Once it was announced that classes would be conducted online for the spring semester, I made the decision to return to Korea. I was filled with anticipation for seeing my friends and family again. I was coming home. Little did I know that I would test positive for COVID-19 when I landed and be placed into quarantine for two weeks.
I had been feeling a little bit of pain in the back of my throat for a few days, so correspondingly filled out the survey given out at the airport to all passengers accordingly. After assessing my answers, the quarantine team at the airport sent me to stand in the line of people who had symptoms and wait for a few minutes. All of the symptomatic people were sent to a quarantine facility by bus, and were tested for COVID-19. Then we were sent to a hotel that was being temporarily used to isolate travelers suspected of COVID-19 before confirmations from the tests would come in. Even then, I was so sure I would test negative because my symptoms were almost negligible and I had no fever.
Around 12:00 AM that night, I got a call from the CDC and was informed that I tested positive for COVID-19! I was incredulous because I had stayed almost exclusively indoors for almost a month, and I hadn’t even gone to school once. I was almost in denial. How on earth did I get it? Is the test reliable at all? The fact that they sent me to the Seonam Hospital the next day by ambulance did not help. At this point, everyone who was in charge of treating me were wearing protective suits and tried to keep their distance from me. Right after I got to the hospital, I was also placed inside a negative pressure gurney and taken to my room.
|[The gurney that was used to transport me to the hospital.
Photo: Minji Chung]
The CDC workers explained to me that I would not be able to see my family before I got tested negative twice. I would only be able to receive things by mail. They took my blood and urine for further testing,and informed me that I had to check my temperature and blood pressure five times a day. And for the hardest part of my stay: I’d only be able to eat what they provided for me.
|[The meals given out at the quarantine facility. Photo: Minji Chung]|
The problem was that school wasn’t over for me yet. I still had to take my online classes, so I had to stay up from 12:00 AM to 6AM in the morning due to the time difference. I was jet-lagged also, so I was sleeping at weird times during the day. It was especially exhausting to be woken up three times during my sleeping hours to do additional testing and receive meals.But the most frightening aspect was, of course, the possibility that I might get extremely sick and bedridden for many days. I was feeling okay now, but what if in the next few days that I would get progressively ill? What if the virus attacked my body so hard that I wouldn’t make it? This anxiety was ultimately unwarranted, and I recovered quickly, but it was still scary to experience the uncertainty, to be part of the crisis that was taking over the world.
Fortunately, my condition never worsened. After a week, I tested negative twice and was able to go home. On the way home, I felt so thankful for the bad things that had never happened.
My experience had been boring and uneventful, but for that, I was lucky. COVID-19 is taking lives all over the world, and I came out of it pretty much unscathed. The peak of the pandemic seems to have passed, but we need to exercise caution – and be aware of how lucky we are to be spared the worst.

__Records shown__:
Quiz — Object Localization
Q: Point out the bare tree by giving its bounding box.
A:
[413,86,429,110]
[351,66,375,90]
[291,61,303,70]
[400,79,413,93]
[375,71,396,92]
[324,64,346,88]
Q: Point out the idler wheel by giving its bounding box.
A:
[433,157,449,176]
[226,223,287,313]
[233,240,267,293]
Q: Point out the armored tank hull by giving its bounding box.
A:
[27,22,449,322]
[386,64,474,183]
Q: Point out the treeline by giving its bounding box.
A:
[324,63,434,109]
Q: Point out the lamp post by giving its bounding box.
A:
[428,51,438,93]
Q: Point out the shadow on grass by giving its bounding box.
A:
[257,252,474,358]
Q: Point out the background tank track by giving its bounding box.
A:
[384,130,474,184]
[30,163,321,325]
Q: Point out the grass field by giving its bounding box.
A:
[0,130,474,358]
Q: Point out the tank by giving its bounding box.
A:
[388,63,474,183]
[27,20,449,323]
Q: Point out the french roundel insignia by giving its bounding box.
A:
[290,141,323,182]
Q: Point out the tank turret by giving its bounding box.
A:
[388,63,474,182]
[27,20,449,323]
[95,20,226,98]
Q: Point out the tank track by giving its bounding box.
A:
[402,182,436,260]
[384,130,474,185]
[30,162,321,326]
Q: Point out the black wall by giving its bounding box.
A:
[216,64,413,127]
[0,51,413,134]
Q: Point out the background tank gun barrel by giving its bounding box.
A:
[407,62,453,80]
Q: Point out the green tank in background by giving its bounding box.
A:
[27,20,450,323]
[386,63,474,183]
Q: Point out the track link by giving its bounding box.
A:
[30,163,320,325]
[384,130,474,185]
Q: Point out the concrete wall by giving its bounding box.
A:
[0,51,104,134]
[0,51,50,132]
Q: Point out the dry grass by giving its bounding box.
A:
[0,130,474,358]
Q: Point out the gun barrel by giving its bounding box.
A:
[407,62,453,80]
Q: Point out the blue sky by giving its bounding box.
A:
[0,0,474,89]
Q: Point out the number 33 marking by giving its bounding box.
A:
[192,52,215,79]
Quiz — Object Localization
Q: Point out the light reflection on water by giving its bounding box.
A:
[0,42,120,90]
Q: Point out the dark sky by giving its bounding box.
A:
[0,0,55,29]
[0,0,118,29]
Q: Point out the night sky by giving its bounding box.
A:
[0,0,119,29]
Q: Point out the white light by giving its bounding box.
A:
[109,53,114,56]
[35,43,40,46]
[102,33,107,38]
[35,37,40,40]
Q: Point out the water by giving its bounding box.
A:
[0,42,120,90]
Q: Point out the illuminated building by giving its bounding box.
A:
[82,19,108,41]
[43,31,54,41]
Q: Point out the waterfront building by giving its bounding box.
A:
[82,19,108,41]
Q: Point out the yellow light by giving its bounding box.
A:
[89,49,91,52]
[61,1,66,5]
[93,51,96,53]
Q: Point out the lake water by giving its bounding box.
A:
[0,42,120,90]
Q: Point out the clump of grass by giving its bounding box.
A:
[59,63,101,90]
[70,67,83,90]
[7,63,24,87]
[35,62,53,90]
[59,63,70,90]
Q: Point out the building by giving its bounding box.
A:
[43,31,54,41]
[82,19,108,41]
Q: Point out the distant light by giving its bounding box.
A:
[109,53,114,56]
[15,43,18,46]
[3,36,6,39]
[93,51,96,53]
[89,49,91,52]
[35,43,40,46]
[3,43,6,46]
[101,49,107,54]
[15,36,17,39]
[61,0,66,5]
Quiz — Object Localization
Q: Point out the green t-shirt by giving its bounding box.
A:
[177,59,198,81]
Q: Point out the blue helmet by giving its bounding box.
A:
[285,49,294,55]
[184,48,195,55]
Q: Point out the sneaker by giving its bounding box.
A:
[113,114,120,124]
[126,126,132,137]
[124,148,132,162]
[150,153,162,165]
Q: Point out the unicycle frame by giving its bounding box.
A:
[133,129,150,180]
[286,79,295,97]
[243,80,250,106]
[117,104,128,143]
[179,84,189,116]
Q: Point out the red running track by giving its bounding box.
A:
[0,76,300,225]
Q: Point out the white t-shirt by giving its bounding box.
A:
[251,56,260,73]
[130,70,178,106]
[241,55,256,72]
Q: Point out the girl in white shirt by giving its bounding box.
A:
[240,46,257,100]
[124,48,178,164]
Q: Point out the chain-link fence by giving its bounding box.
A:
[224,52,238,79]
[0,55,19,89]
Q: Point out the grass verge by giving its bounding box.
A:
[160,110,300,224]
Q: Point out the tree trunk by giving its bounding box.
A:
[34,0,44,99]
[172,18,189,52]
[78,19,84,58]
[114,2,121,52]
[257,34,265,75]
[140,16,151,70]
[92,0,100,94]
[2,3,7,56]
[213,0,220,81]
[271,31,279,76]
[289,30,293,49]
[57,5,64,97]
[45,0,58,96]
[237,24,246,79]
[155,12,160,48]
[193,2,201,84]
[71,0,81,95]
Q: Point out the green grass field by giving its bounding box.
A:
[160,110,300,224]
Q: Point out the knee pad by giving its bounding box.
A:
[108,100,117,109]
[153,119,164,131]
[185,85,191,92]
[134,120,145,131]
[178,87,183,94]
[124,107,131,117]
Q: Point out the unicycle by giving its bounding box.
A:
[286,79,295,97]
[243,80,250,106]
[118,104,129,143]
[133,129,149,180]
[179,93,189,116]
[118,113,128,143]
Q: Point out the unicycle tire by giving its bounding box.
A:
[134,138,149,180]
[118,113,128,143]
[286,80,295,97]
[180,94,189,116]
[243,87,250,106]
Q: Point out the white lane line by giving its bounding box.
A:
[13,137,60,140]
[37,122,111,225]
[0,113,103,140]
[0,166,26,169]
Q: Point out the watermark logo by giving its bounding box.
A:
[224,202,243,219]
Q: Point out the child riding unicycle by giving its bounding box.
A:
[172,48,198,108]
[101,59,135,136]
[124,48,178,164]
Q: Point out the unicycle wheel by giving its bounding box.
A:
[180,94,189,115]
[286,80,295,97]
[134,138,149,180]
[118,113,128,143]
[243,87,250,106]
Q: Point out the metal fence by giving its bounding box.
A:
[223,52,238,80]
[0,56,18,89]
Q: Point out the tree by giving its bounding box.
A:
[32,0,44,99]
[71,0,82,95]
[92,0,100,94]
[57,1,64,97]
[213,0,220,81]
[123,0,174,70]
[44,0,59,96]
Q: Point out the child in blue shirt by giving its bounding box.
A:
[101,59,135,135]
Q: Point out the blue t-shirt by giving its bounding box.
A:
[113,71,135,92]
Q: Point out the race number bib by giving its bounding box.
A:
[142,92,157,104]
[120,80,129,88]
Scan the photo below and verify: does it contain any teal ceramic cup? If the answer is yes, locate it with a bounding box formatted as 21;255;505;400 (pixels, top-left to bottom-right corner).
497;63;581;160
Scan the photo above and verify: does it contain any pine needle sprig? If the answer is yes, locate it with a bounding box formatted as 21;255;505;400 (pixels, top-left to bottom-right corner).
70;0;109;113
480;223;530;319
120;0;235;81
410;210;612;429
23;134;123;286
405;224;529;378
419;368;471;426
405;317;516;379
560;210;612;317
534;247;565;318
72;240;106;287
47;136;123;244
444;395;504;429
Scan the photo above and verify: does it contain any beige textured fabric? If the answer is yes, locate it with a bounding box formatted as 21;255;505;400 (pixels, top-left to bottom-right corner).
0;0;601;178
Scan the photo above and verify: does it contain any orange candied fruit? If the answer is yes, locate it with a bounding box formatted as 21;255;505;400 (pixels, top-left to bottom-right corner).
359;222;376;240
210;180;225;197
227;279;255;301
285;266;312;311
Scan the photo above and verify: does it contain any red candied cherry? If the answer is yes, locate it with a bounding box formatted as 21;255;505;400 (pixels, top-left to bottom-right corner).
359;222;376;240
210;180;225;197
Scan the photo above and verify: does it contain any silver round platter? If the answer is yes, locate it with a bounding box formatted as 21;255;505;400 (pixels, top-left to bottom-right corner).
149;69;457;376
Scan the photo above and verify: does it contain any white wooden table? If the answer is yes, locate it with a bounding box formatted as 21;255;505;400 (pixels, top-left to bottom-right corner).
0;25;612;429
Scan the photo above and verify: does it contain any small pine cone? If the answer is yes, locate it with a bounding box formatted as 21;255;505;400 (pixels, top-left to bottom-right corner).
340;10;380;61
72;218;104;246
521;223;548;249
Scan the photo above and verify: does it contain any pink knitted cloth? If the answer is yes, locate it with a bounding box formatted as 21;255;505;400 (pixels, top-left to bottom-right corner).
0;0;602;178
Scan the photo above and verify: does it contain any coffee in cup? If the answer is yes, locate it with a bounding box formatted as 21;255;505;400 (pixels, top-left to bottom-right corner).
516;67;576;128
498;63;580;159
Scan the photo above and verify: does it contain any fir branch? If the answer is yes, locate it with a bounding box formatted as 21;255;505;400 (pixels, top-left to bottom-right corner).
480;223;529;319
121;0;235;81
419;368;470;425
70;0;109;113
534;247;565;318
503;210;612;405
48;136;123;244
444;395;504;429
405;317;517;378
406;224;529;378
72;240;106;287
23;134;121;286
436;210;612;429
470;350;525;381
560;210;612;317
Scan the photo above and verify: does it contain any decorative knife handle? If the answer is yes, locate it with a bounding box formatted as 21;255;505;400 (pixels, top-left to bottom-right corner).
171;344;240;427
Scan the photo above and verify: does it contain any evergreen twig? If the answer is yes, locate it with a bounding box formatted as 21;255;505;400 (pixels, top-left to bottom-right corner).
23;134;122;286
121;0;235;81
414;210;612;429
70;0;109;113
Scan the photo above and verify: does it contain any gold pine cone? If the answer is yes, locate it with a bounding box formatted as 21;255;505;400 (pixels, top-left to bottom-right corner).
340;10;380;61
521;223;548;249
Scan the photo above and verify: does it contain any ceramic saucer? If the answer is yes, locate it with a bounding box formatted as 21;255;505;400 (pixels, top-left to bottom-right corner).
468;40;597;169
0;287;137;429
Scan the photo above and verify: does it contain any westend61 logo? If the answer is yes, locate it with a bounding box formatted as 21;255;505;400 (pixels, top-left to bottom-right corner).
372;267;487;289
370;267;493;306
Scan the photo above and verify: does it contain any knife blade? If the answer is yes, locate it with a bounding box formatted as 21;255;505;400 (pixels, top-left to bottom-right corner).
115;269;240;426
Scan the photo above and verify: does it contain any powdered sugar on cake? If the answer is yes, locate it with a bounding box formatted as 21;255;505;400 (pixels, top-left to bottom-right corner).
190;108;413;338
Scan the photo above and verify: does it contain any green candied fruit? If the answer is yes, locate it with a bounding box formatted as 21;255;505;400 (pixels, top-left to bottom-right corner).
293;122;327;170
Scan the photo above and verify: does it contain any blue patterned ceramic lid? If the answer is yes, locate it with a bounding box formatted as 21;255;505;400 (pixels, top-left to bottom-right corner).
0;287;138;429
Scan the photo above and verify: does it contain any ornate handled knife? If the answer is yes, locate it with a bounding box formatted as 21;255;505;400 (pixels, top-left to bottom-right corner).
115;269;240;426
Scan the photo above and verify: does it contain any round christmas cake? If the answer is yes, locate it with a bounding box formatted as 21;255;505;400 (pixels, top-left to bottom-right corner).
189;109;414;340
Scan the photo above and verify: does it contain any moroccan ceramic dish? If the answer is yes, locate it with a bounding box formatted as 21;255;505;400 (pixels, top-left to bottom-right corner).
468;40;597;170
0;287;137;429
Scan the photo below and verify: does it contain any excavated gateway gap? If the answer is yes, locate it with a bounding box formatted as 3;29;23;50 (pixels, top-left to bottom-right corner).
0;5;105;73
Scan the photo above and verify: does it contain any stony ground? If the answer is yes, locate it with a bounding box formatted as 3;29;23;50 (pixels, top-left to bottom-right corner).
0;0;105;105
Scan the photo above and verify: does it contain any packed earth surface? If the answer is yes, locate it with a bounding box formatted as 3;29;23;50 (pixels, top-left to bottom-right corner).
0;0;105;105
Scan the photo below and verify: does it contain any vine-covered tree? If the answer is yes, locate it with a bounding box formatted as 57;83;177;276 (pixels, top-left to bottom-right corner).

__What the task requires__:
Please answer these questions from the COVID-19 quarantine account.
1. To which hospital was the writer sent the day after testing positive?
2. How many times a day did the writer have to check temperature and blood pressure?
3. After how long did the writer test negative twice and go home?

__Response area__:
1. The Seonam Hospital
2. Five times a day
3. After a week